▼

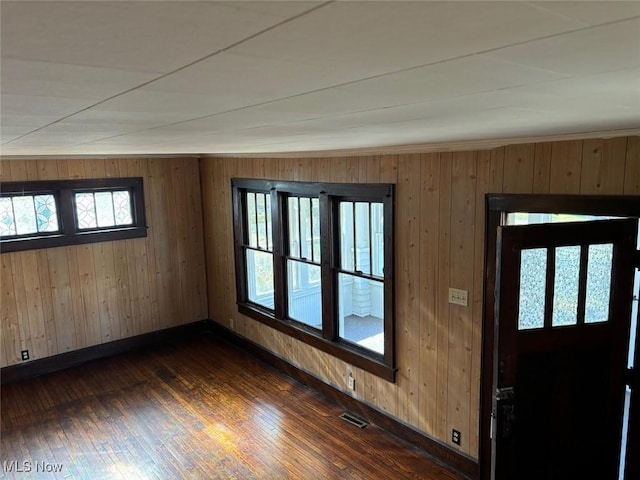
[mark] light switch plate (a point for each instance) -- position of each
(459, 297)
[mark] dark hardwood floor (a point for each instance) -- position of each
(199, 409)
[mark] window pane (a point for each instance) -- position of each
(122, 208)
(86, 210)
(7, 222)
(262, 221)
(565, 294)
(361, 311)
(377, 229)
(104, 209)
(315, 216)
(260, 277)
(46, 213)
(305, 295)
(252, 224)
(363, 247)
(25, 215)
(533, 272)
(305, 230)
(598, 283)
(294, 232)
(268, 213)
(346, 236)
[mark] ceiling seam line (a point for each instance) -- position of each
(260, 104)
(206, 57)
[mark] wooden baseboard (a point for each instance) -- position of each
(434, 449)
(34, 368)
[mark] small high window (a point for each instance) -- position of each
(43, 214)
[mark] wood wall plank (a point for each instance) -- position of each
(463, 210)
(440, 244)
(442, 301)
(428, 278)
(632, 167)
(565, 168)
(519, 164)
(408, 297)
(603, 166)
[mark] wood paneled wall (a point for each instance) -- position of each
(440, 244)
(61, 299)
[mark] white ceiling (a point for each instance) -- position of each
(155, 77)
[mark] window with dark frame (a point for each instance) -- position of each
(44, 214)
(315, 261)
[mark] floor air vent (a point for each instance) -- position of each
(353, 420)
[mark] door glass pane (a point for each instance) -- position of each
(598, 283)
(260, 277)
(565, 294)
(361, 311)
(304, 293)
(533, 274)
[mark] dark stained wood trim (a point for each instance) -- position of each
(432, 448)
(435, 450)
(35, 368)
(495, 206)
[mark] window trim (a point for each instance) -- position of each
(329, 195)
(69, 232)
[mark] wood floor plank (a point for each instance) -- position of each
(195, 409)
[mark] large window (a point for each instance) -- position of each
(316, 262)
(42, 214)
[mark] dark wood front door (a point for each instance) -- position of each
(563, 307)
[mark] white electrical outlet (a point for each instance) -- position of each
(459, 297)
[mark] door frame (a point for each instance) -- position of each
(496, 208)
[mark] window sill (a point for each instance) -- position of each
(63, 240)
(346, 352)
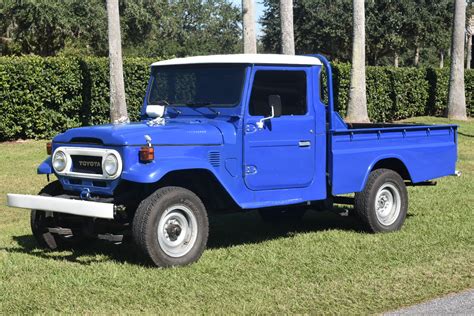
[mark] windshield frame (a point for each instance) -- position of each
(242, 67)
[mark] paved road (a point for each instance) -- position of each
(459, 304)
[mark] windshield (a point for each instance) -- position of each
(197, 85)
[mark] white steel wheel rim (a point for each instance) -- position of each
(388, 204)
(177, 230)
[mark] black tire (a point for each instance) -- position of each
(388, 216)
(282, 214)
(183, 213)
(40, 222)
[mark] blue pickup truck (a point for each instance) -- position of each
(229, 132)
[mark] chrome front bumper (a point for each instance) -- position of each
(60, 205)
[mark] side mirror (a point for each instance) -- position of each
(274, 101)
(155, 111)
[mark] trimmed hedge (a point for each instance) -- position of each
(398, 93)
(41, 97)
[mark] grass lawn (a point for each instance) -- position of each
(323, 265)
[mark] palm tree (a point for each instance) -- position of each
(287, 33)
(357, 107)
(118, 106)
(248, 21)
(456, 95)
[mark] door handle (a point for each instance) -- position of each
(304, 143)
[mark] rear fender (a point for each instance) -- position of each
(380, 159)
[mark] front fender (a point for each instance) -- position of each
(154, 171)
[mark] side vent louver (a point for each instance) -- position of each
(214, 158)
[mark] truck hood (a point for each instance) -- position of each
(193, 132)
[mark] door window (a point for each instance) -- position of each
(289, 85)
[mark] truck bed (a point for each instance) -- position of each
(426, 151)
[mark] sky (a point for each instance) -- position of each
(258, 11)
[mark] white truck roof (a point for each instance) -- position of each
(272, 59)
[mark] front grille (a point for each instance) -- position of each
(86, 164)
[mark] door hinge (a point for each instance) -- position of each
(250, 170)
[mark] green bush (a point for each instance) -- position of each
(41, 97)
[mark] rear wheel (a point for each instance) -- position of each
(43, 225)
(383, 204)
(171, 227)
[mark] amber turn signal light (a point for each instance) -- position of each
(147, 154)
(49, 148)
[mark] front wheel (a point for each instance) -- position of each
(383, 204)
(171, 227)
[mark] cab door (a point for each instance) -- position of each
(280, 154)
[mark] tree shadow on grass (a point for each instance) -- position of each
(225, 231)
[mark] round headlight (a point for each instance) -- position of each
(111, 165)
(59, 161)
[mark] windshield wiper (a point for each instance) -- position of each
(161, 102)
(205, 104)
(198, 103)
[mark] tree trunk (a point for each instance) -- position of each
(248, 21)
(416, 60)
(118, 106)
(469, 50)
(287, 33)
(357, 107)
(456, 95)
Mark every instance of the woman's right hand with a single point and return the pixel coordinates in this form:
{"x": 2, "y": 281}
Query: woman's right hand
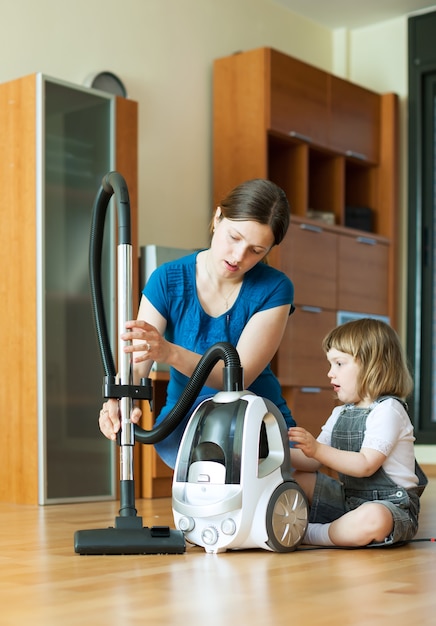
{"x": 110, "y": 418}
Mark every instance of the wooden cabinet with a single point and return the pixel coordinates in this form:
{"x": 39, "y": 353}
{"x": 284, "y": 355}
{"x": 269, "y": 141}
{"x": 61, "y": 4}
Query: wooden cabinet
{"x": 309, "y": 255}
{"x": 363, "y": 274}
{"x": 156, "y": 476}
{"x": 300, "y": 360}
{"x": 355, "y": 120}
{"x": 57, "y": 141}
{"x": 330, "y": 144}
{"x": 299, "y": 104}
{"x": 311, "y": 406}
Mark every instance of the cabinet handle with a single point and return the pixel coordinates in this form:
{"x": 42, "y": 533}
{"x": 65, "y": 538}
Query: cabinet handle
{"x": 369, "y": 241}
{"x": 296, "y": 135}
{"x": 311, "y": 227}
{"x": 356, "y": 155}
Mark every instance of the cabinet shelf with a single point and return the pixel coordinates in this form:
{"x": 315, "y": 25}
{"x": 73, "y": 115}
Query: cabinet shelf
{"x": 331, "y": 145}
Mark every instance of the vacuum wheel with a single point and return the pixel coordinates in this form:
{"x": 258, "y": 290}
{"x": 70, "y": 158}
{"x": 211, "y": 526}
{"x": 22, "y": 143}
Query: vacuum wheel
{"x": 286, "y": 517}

▲

Would you return the data exactly as written, without the pictures?

[mark] light switch plate (a point for each instance) -- position of each
(459, 297)
[mark] dark hardwood floor (a point for each instance) -- position of each
(199, 409)
[mark] window pane (a point for each instance) -- position of each
(122, 208)
(86, 210)
(7, 222)
(262, 221)
(565, 294)
(361, 311)
(377, 229)
(104, 209)
(315, 216)
(260, 277)
(46, 213)
(305, 295)
(252, 224)
(363, 247)
(25, 215)
(533, 272)
(305, 230)
(598, 283)
(294, 232)
(268, 213)
(346, 236)
[mark] ceiling seam line (a point for each instance) -- position of each
(260, 104)
(206, 57)
[mark] wooden baseboard (a point for each instance) -- position of each
(434, 449)
(34, 368)
[mark] small high window (a point for each instance) -- position of each
(43, 214)
[mark] wood wall plank (a point for each instance) -- position of each
(463, 210)
(440, 244)
(442, 301)
(428, 278)
(632, 167)
(565, 168)
(519, 164)
(408, 297)
(603, 166)
[mark] wood paneled wall (a point for each instance) -- position of each
(440, 244)
(61, 299)
[mark] white ceiling (a point for each instance) -- position of each
(155, 77)
[mark] window with dark frame (a point for each instance) -- position of each
(44, 214)
(315, 261)
[mark] floor air vent (a point for each instance) -- position of each
(353, 420)
[mark] door glass pane (a point for each instance) -- position of each
(598, 283)
(260, 277)
(565, 294)
(361, 311)
(304, 293)
(533, 274)
[mark] dark stained wood trim (a point for each instance) -- position of each
(432, 448)
(435, 450)
(35, 368)
(495, 206)
[mark] window trim (a point for each instance) -- position of each
(329, 195)
(69, 232)
[mark] wood floor plank (a point for each instance) -- position of each
(195, 409)
[mark] large window (a point for each instance) -- position of each
(316, 262)
(42, 214)
[mark] dark wood front door (a point for each instance) -- position of each
(563, 307)
[mark] white electrical outlet (a point for each instance) -- position of each
(459, 297)
[mark] door frame (a point for each instance) -- position of each
(496, 208)
[mark] window sill (a point for each instance) -- position of each
(63, 240)
(346, 352)
[mark] windshield frame (a point for each instance) -- position of each
(242, 67)
[mark] paved road (a point for each instance) -- position of each
(459, 304)
[mark] windshield (a point for each instance) -- position of each
(197, 85)
[mark] white steel wheel rim (a point for each instance) -- position of each
(388, 204)
(177, 230)
[mark] black tire (a point for each instance) -- position of each
(388, 216)
(282, 214)
(183, 213)
(40, 222)
[mark] blue pickup truck (a point for each instance) -- position of each
(229, 132)
[mark] chrome front bumper (a point for each instance) -- position of each
(60, 205)
[mark] side mirror (a point for each instance) -- position of each
(274, 101)
(155, 111)
[mark] trimmed hedge (a point for each instance) -- position of each
(398, 93)
(41, 97)
[mark] grass lawn (a point for each instance) -- position of each
(323, 265)
[mark] palm tree (a point for each instance) -- position of each
(287, 33)
(357, 107)
(118, 106)
(248, 21)
(456, 95)
[mark] door handle (a point for each instance) -- position of each
(304, 143)
[mark] rear fender (a point for each instance) -- position of each
(380, 159)
[mark] front fender (a point for each instance) -- position of each
(154, 171)
[mark] side vent louver (a point for each instance) -- position of each
(214, 158)
[mark] truck hood (a point for each instance) -- position of each
(193, 132)
[mark] door window (a point for each instance) -- position of each
(289, 85)
[mark] truck bed (a point for each instance) -- position of each
(426, 151)
[mark] sky (a point for each instance) -- position of each
(258, 11)
[mark] white truck roof (a point for each instance) -- position of each
(272, 59)
[mark] front grille (a point for each instance) -- position of each
(86, 164)
[mark] door hinge (a point for each instance) -- position of each
(250, 170)
[mark] green bush (a point for each instance) -- position of each
(41, 97)
[mark] rear wheel (a point for each instance) -- position of each
(43, 225)
(383, 204)
(171, 227)
[mark] amber turn signal light (a point for each instance) -- position of each
(147, 154)
(49, 148)
[mark] front wheel (a point for each instance) -- position of each
(383, 204)
(171, 227)
[mark] cab door (a point for each instance) -- position of each
(280, 154)
[mark] tree shadow on grass (a point for each instance) -- position of each
(225, 231)
[mark] round headlight (a point for each instance) -- position of each
(111, 165)
(59, 161)
[mark] windshield wiper (a point for each instance) -- position of each
(161, 102)
(205, 104)
(198, 103)
[mark] tree trunk (a point for each instance) -- position of each
(248, 21)
(416, 60)
(118, 106)
(469, 50)
(287, 33)
(357, 107)
(456, 95)
Mark every instance of the woman's right hand with a single point and return the pixel coordinates in this form:
{"x": 2, "y": 281}
Query: woman's right hand
{"x": 110, "y": 418}
Mark every instance of the wooden cabinet with a single point and return the pixel coordinates in this form:
{"x": 39, "y": 353}
{"x": 284, "y": 355}
{"x": 269, "y": 141}
{"x": 61, "y": 4}
Query: wooden cabinet
{"x": 309, "y": 255}
{"x": 363, "y": 274}
{"x": 156, "y": 476}
{"x": 300, "y": 360}
{"x": 355, "y": 120}
{"x": 57, "y": 141}
{"x": 330, "y": 144}
{"x": 299, "y": 104}
{"x": 311, "y": 406}
Mark every instance of the cabinet handle with a single point and return the pixel coordinates in this form:
{"x": 42, "y": 533}
{"x": 65, "y": 538}
Query: cabinet handle
{"x": 369, "y": 241}
{"x": 296, "y": 135}
{"x": 311, "y": 227}
{"x": 356, "y": 155}
Mark every instance of the cabinet shelf with a single point and return the pixel coordinates in this form:
{"x": 315, "y": 25}
{"x": 73, "y": 115}
Query: cabinet shelf
{"x": 331, "y": 145}
Mark every instance of the vacuum wheel with a single point and return the pixel coordinates in this form:
{"x": 258, "y": 290}
{"x": 70, "y": 158}
{"x": 211, "y": 526}
{"x": 22, "y": 143}
Query: vacuum wheel
{"x": 286, "y": 517}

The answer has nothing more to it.